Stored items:
= Beginning of Section =

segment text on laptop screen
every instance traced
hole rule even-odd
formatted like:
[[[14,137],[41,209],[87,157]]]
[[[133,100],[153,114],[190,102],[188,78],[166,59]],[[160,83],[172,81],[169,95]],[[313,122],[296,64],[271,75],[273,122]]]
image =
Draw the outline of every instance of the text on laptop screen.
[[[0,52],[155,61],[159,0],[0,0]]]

= End of Section =
= Beginning of Section =

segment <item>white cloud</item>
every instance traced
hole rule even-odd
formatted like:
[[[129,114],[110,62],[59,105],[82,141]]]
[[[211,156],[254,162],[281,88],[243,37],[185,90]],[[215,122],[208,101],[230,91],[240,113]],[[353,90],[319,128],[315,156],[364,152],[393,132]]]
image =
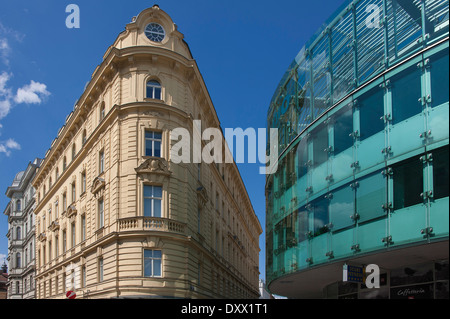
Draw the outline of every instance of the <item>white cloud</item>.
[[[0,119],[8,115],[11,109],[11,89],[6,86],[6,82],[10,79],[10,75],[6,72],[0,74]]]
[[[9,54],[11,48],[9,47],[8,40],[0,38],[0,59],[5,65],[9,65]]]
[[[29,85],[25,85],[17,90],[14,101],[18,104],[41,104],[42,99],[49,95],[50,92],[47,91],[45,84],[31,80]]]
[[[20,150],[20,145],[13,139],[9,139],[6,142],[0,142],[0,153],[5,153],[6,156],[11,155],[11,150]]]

= End of Section =

■ DIRECTIONS FOR THIS TASK
Nothing but a number, please, for how many lines of the data hold "segment".

■ RESULT FOR THIS EXERCISE
2